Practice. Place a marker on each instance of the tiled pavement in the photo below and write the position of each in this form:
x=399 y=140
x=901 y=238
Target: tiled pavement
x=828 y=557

= = = = = = =

Written problem.
Lay out the listing above as a JSON list of strings, one string for each line, and leave out any blank lines.

Written response.
[
  "Practice. Place a marker on each instance of the tiled pavement in the photo below and write the position of each in this form:",
  "x=399 y=140",
  "x=901 y=238",
  "Target: tiled pavement",
  "x=828 y=557"
]